# [Directions for this task]
Output the records exactly. Include every line.

# [Data excerpts]
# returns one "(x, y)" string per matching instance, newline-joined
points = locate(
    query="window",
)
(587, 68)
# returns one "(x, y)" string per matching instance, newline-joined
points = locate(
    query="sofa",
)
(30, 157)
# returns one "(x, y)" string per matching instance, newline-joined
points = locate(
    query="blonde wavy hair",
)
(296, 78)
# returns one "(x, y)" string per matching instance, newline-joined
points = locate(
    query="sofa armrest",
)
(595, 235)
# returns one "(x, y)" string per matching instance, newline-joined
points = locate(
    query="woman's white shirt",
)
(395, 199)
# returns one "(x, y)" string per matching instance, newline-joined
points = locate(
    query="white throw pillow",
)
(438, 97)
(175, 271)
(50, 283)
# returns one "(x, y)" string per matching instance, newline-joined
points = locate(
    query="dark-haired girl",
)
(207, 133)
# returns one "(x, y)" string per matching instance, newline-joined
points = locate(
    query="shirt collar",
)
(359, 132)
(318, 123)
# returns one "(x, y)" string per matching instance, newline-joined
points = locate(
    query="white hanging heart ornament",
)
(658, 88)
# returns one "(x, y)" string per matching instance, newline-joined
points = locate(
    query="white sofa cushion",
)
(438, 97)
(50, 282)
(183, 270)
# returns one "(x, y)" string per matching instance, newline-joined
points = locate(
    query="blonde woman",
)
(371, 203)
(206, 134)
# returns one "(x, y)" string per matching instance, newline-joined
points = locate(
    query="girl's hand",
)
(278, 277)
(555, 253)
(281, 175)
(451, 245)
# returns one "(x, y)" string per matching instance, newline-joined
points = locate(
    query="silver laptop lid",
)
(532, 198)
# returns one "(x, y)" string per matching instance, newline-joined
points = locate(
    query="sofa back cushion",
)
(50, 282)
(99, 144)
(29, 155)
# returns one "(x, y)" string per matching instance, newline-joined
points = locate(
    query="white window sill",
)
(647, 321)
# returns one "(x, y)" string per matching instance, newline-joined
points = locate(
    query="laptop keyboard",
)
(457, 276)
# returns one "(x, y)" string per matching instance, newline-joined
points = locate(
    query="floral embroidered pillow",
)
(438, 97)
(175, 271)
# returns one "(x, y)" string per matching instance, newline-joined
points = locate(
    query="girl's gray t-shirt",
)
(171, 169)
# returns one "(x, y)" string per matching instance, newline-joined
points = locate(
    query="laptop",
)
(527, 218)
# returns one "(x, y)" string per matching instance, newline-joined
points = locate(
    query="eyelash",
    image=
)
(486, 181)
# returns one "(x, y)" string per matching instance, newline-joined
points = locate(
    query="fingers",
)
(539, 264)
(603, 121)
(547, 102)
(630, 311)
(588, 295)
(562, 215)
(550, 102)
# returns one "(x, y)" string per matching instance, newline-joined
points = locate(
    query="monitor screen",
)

# [Task result]
# returns one "(x, y)" string per matching instance, newline-joined
points = locate(
    query="window",
)
(587, 68)
# returns one "(x, y)" string per matching instance, newline-joined
points = locate(
    query="sofa",
)
(30, 157)
# returns one "(x, y)" string per matching instance, newline-joined
points = locate(
    query="blonde wavy hair",
)
(296, 78)
# returns one "(x, y)" string per matching instance, newline-joined
points = locate(
    query="sofa armrest",
)
(595, 235)
# returns one "(x, y)" string per matching instance, newline-joined
points = locate(
    query="woman's white shirt",
)
(395, 199)
# returns one "(x, y)" string per matching instance, newline-joined
points = locate(
    query="white throw pillow",
)
(438, 97)
(175, 271)
(50, 283)
# returns one "(x, y)" string per matching instance, newline-joined
points = locate(
    query="dark-haired girl",
)
(207, 133)
# returns one "(x, y)" string per matching instance, newline-joined
points = locate(
    query="shirt collar",
)
(359, 132)
(318, 123)
# returns one "(x, y)" string per matching instance, newline-joined
points = locate(
    query="white hanging heart ornament",
)
(658, 88)
# returns one "(x, y)" string per matching instance, newline-joined
points = locate(
    query="white sofa cushion",
)
(438, 97)
(50, 282)
(183, 270)
# returns one "(x, y)" string per matching instance, newline-joined
points = locate(
    query="blonde woman",
)
(371, 203)
(206, 134)
# returns one "(x, y)" string per matching instance, newline-joined
points = locate(
    query="girl's hand",
)
(278, 277)
(555, 253)
(281, 175)
(451, 245)
# returns one "(x, y)" string per matching instance, newline-joined
points = locate(
    query="silver laptop lid",
)
(532, 198)
# returns one "(x, y)" string per matching instance, newline-joined
points = locate(
    query="sofa back cushion",
)
(50, 282)
(99, 144)
(29, 155)
# returns one "(x, y)" string per matching instance, newline-joined
points = locate(
    query="white window sill",
)
(647, 321)
# returns one "(x, y)" string per matching instance, newline-joined
points = locate(
    query="laptop keyboard",
)
(457, 276)
# returns one "(x, y)" string per matching instance, newline-joined
points = locate(
    query="floral embroidered pillow",
)
(438, 97)
(175, 271)
# returns one "(x, y)" string per matching instance, newline-joined
points = locate(
    query="girl's gray t-shirt",
)
(171, 169)
# returns one "(x, y)" string per matching instance, newline-joined
points = locate(
    query="laptop",
)
(527, 218)
# returns one "(x, y)" string per matching instance, newline-joined
points = locate(
    query="eyelash",
    image=
)
(486, 181)
# returns one "(x, y)" string per matching instance, newline-joined
points = locate(
    query="fingers",
)
(539, 264)
(603, 121)
(547, 102)
(630, 311)
(588, 295)
(562, 215)
(550, 102)
# returns one "(x, y)" string per matching instance, newline-joined
points = locate(
    query="monitor screen",
)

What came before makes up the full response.